SEITENTEXT:
═══

Krankheit und Behinderung können diesen Sonderbedarf auslösen

Dieser durch eine Krankheit ausgelöste Bedarf stellt einen Sonderbedarf im Sinne des § 21 Abs. 6 SGB II dar, weil die bestehende Notwendigkeit, Ärzte aufsuchen zu müssen und nur sehr kurze Wegstrecken zu Fuß gehen zu können, unterscheidet sich erheblich von den Gesundheitsproblemen der Mehrzahl der Bürgergeld Empfänger.

Begründung:

Der Leistungsempfänger ist grundsätzlich in besonderer Weise auf die Benutzung eines Verkehrsmittels für Fahrten zum Arzt und zum Einkaufen angewiesen.

Denn er leidet er an einem diabetischen Fußsyndrom. Es ist ihm nicht möglich, längere Strecken zu Fuß zurückzulegen.

Einkaufsfahrten waren für einen Alleinstehende auf 2 mal wöchentlich zu begrenzen

Die Zahl der wöchentlichen Einkaufsfahrten war unter wirtschaftlichen Gesichtspunkten auf zwei zu begrenzen, denn einem Empfänger von Grundsicherungsleistungen, der in einem Einpersonenhaushalt lebt, ist es zuzumuten, seine Bedarfsdeckung so zu organisieren, dass hierfür im Mittel nicht mehr als zwei Termine zur Beschaffung von Gebrauchsgütern anfallen.

Jobcenter meint: Krankenkasse sei verpflichtet zur Übernahme dieser Kosten

Das Gericht folgt nicht der Auffassung des Jobcenters, denn mit aller Wahrscheinlichkeit bestehe keine Verpflichtung der Krankenkasse.

Fahrten für Einkäufe stehen in keinem medizinischen Zusammenhang zu § 60 SGB V und sind deshalb nicht von der Krankenkasse, sondern vom Jobcenter nach § 21 Abs. 6 SGB 2 zu übernehmen.

Fazit:

Dieser durch eine Krankheit ausgelöste Bedarf stellt einen Sonderbedarf im Sinne des § 21 Abs. 6 SGB II dar, weil die bestehende Notwendigkeit, Ärzte aufsuchen zu müssen und nur sehr kurze Wegstrecken zu Fuß gehen zu können, unterscheidet sich erheblich von den Gesundheitsproblemen der Mehrzahl der Bürgergeld Empfänger.

═══

EINGABEDATEN:
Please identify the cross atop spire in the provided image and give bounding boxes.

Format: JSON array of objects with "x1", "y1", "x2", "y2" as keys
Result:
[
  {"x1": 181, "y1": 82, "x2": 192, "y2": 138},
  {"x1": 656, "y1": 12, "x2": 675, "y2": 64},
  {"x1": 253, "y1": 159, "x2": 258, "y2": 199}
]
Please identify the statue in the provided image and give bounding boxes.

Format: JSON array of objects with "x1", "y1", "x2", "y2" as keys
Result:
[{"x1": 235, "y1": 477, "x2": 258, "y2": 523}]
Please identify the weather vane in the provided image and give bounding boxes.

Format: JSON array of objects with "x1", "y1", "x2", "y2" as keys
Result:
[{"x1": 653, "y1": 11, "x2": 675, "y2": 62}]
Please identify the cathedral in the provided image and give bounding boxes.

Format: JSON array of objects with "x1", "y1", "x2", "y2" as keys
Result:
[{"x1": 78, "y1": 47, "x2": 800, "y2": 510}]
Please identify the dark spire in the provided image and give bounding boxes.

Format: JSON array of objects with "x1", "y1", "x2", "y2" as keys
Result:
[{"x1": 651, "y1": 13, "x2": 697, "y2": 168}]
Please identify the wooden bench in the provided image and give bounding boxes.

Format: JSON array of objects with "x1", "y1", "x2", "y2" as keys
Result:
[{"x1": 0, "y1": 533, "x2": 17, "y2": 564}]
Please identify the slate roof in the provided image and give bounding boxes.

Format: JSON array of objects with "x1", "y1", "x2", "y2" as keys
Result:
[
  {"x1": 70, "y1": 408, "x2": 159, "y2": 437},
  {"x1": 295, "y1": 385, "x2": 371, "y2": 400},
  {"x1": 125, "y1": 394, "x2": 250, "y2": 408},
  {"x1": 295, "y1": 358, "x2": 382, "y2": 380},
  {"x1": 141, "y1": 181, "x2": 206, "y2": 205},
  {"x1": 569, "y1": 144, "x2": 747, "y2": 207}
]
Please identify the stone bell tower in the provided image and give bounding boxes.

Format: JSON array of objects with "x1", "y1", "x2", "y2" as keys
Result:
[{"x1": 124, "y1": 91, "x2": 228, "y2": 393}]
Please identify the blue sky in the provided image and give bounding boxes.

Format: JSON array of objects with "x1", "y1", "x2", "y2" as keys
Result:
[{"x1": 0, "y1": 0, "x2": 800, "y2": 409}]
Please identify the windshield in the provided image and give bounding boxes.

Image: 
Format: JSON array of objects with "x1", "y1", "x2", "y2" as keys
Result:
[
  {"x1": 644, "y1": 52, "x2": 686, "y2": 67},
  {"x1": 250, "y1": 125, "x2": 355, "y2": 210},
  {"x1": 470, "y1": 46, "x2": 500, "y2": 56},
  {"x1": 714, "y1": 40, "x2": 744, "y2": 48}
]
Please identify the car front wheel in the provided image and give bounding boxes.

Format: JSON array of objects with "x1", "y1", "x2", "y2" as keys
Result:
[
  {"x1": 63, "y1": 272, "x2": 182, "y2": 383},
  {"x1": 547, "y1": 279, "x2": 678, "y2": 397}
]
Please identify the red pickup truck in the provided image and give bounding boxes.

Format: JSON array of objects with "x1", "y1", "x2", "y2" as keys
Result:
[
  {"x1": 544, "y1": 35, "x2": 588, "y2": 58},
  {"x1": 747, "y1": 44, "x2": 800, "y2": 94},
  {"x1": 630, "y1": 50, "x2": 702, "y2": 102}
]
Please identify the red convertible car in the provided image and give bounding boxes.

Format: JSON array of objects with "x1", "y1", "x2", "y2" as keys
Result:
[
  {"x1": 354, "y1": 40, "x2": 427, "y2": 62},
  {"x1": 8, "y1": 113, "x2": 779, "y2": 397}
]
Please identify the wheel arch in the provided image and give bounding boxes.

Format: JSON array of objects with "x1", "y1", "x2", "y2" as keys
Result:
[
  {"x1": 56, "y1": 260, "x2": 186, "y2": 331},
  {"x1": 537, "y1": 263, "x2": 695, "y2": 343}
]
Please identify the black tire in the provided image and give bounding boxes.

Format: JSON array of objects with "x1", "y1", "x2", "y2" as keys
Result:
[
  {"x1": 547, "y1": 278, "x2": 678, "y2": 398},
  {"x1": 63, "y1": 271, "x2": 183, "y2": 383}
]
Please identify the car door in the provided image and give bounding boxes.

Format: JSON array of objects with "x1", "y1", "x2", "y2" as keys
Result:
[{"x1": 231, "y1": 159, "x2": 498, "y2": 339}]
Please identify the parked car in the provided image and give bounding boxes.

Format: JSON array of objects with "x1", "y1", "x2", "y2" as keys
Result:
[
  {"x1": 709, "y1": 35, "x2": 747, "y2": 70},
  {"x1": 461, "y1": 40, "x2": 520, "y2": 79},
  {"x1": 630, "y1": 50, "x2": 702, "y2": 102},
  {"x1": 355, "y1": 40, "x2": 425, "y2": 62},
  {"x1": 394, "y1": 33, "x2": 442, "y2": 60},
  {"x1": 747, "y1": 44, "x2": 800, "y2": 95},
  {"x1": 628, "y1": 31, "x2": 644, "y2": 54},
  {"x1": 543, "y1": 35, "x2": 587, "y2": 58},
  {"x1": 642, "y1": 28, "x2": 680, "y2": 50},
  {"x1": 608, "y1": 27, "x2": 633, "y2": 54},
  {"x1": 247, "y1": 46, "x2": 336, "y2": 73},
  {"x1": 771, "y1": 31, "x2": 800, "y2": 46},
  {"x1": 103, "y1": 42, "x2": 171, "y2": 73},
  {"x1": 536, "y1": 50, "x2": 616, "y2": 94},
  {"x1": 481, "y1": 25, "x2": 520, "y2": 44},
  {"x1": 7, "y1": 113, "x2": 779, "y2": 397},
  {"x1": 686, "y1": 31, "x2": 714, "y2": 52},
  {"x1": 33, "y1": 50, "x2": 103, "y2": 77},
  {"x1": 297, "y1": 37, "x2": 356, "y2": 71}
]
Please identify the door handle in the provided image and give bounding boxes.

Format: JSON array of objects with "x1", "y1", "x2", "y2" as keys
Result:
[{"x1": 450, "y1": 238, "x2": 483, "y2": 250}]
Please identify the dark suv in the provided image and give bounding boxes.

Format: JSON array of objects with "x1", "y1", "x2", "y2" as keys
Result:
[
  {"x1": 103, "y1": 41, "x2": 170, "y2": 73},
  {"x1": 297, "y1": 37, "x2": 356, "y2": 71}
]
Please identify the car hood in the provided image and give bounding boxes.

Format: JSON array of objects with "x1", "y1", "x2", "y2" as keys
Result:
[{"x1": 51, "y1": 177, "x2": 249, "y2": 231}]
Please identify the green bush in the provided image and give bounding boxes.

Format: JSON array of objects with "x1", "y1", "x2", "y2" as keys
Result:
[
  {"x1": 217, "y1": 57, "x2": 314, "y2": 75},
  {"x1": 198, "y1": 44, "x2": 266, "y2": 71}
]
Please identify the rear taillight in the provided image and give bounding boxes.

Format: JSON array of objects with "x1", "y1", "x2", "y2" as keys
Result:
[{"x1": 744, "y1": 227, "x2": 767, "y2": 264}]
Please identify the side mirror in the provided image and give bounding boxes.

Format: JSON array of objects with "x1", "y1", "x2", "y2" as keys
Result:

═══

ZU BEARBEITENDE AUFGABEN:
1: An welcher Krankheit leidet der Leistungsempfänger laut dem Seitentext?
2: Schreibe aus dem Seitentext den Abschnitt ab, der mit „Die Zahl der“ beginnt und mit „von Gebrauchsgütern anfallen.“ endet.

ANTWORTEN DER REIHE:
1: An einem diabetischen Fußsyndrom.

2:
Die Zahl der wöchentlichen Einkaufsfahrten war unter wirtschaftlichen Gesichtspunkten auf zwei zu begrenzen, denn einem Empfänger von Grundsicherungsleistungen, der in einem Einpersonenhaushalt lebt, ist es zuzumuten, seine Bedarfsdeckung so zu organisieren, dass hierfür im Mittel nicht mehr als zwei Termine zur Beschaffung von Gebrauchsgütern anfallen.